§ Explore the material:
a – In the Captain Trips passage, what is J.J. Flash's profession?
b – List every accomplishment of Trips's career that the Captain Trips passage names.
++++ Study text
In addition, each incarnation seems to embody some aspect of Mark Meadows' personality, for example Jumpin' Jack Flash embodies his extroversion and "machismo" where Moonchild is his anima and Starshine (who is prone to poetic monologues) embodies his sense of creativity and eloquence. When Starshine is killed, Mark temporarily loses the ability to speak and ever since has a feeling of part of him missing, and a loss of his sense of creativity being unable to express himself through painting or other forms of art. It is possible this loss is being healed, since Starshine briefly appeared alongside hundreds of unnamed "friends" to defeat Monster. Monster is possibly an expression of Meadows' id. Full of pain, lust, rage, and - at the root of these - fear, Monster is a manifestation of the dark impulses buried for decades deep inside the minds of good natured pacifists like Captain Trips.

Over the years, Meadows has devoted considerable time and research into determining the true origin/nature of his "friends". It is possible his prolonged drug use has produced the most sophisticated case of disassociative identity disorder ever known, except that in most cases of DID the personalities are not aware of one another. Trips' "friends" know of and often have antagonistic feelings towards one another. It is also possible his ace abilities somehow use the chemical trigger of psychoactive drugs to tap into alternate realities from which he draws them.

The Jumpin' Jack Flash persona has a near identical, though slightly older, non powered duplicate named J.J. Flash and met him once on a late night talk show. J.J. Flash is a lawyer, uninfected by the Wild Card, and has no idea why they appear so alike. Jumpin' Jack Flash is a fun-loving adventurer and shameless self-promoter that remembers another world full of costumed superheroes like himself from which he is "summoned" by Meadows.

The Cosmic Traveler persona's real name is Damon Strange, which is about all Meadows has been able to discover about him. It seems the "real" Damon Strange committed suicide the night Meadows first successfully used a new batch of powder to manifest Cosmic Traveler.

The Moonchild persona believes Captain Trips' "friends" are all real beings with their own lives to lead and karma to fulfill and that somehow Meadows' power has brought them all together.

Just prior to the first, and so far only, manifestation of Monster it was briefly observed that (barring Croyd's giant raccoon story) Trips had never really manifested any "friends" other than the elusive Radical and the later five he perfected his formulas for. However, after a violent rampage, Monster/Meadows was confronted and defeated within his own mind (or perhaps another dimension) by an army of infinite heroic personas led by the purple suited Captain Trips. These "friends" are all named after popular 1960s songs, except for Cosmic Traveler. Trips (and perhaps through him, creator Vic Milan) admits he got it wrong and should have called him Mystic Traveler. Jumpin' Jack Flash is named after the Rolling Stones song. The musical Hair, and thereby the Fifth Dimension, is represented twice with Starshine and Aquarius. Even the negative manifestation of Monster was named after a song by rock band Steppenwolf. Two theoretical friends Trips wondered about just before he became Monster might have been called Ramblin' Man (Allman Brothers) and Crown of Creation (Jefferson Airplane).

In the course of his career Trips has (with the help of his "friends") fought alongside the ace/rock star known as the Lizard King (Radical), participated in the raid on the Egyptian Freemasons of The Astronomer (Jumpin' Jack Flash), destroyed an asteroid headed for Earth (Starshine), defeated a genetically engineered Morakh soldier from Takis (Moonchild), impersonated President George Bush (Cosmic Traveler), traveled to the planet Takis and back, and even taken over the government of Vietnam. Currently, Trips is the Radical full time, having abdicated his position in the Vietnamese government and turned over guardianship of his daughter Sprout to his father, a retired Air Force general, so that he can more fully pursue his career as an ace hero. Little has been seen or heard from him since.
++++++++
++++ Data records
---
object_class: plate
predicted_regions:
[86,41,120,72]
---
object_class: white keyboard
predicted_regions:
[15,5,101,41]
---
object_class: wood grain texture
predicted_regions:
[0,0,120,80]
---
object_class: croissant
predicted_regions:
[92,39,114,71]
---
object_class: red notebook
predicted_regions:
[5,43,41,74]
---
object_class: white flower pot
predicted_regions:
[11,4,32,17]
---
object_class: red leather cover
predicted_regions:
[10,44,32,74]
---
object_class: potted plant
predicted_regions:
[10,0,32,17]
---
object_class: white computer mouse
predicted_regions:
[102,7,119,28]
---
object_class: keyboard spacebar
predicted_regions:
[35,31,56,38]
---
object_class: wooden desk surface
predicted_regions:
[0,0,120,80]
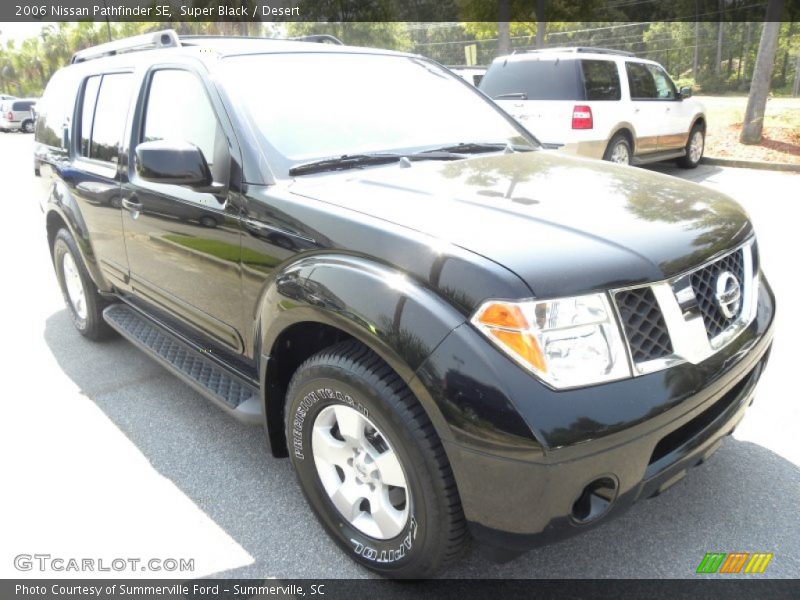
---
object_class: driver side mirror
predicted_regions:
[136,140,217,192]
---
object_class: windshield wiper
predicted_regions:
[289,152,403,175]
[492,92,528,100]
[289,149,464,175]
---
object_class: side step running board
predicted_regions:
[103,303,261,423]
[631,149,686,165]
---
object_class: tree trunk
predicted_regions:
[739,0,783,144]
[497,0,511,56]
[714,0,725,75]
[779,22,794,87]
[742,21,753,81]
[536,0,547,48]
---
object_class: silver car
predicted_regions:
[0,98,37,133]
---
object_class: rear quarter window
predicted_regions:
[480,58,584,100]
[35,69,80,148]
[581,60,622,100]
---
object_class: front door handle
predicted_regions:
[122,198,142,211]
[122,196,143,219]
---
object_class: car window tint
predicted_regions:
[647,65,678,100]
[89,73,131,162]
[78,75,101,157]
[142,69,222,166]
[581,60,620,100]
[625,62,658,100]
[480,59,583,100]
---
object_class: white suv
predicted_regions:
[480,48,706,168]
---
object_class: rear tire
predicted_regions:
[53,229,114,341]
[285,341,469,578]
[675,124,706,169]
[603,133,632,165]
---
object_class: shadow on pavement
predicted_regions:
[44,310,800,578]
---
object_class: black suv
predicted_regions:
[35,31,775,577]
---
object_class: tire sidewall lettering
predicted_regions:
[292,387,369,460]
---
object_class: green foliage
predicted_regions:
[0,19,800,96]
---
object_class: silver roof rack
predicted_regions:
[526,46,636,56]
[70,29,181,64]
[71,29,342,64]
[288,33,344,46]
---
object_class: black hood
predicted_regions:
[291,151,752,297]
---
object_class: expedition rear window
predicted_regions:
[581,60,621,100]
[11,100,36,112]
[480,58,584,100]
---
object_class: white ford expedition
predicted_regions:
[480,47,706,168]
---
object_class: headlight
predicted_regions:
[472,294,632,388]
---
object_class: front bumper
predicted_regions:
[418,278,775,551]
++++++++
§ Solution set:
a – J.J. Flash is a lawyer.

b –
- Fought alongside the ace/rock star known as the Lizard King
- Participated in the raid on the Egyptian Freemasons of The Astronomer
- Destroyed an asteroid headed for Earth
- Defeated a genetically engineered Morakh soldier from Takis
- Impersonated President George Bush
- Traveled to the planet Takis and back
- Took over the government of Vietnam